• _TASK PROMPT_
Transcribe the part of the Babble-on post starting with "Once upon a" and going on through "them died too.".

• _EXCERPTED PASSAGE_
******************************

Friday, June 12, 2009

Babble-on

Once upon a time, men thought they could become gods by building towers to heaven. Then they thought they could become greater gods by destroying those towers. So they enabled their enemies to do just that. Their enemies took funny tools people didn’t think could be weapons to destroy the buildings. The buildings came down in a perfect free-fall. Many people died. Heroes went to the rescue and many of them died too.


Facing the destruction day after day, week after week, and even month after month, the heroes knew too much. The enemies working solo could not have accomplished such flawless destruction. So they organized themselves and asked questions, but they were silenced.


The people who built the towers also knew too much, and they asked questions similar to those of the heroes. They, too, were silenced.


The people who operated the funny tools used as weapons also knew too much. They asked questions very different from the heroes and builders. But they, too, were silenced.


Meanwhile, the wanna-be gods continued to babble-on and babble-on.


But the true God in Heaven had the final say. “Fallen, Fallen,” He said, “are those who babble-on.”

******************************

• _DATA SHOWN_
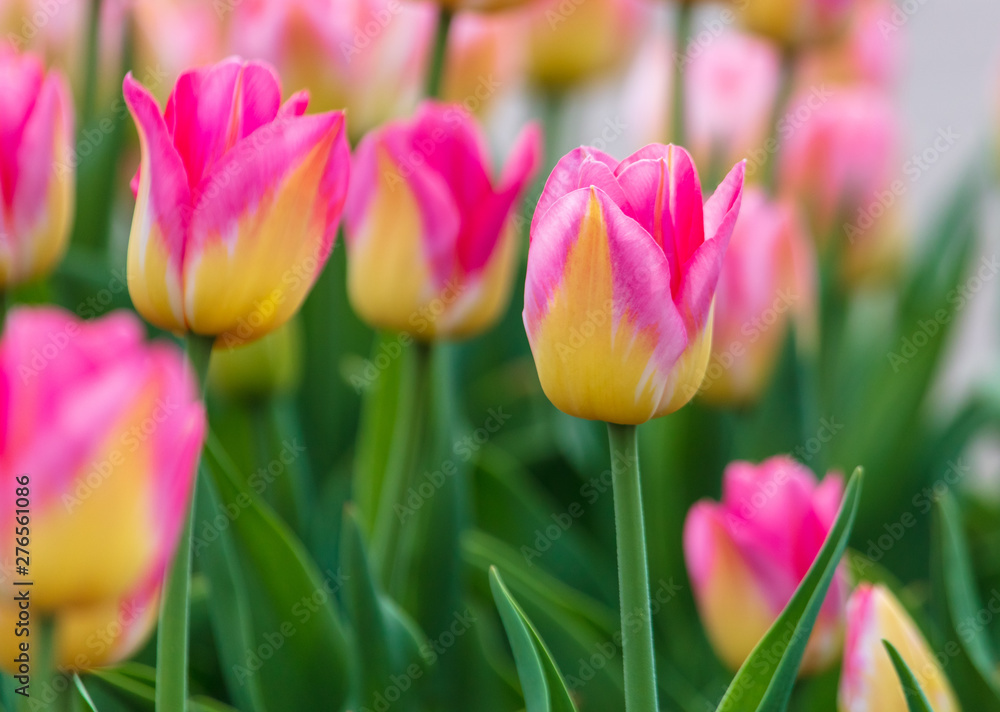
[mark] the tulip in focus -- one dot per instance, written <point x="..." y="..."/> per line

******************************

• _ANSWER FOR THIS EXERCISE_
Once upon a time, men thought they could become gods by building towers to heaven. Then they thought they could become greater gods by destroying those towers. So they enabled their enemies to do just that. Their enemies took funny tools people didn’t think could be weapons to destroy the buildings. The buildings came down in a perfect free-fall. Many people died. Heroes went to the rescue and many of them died too.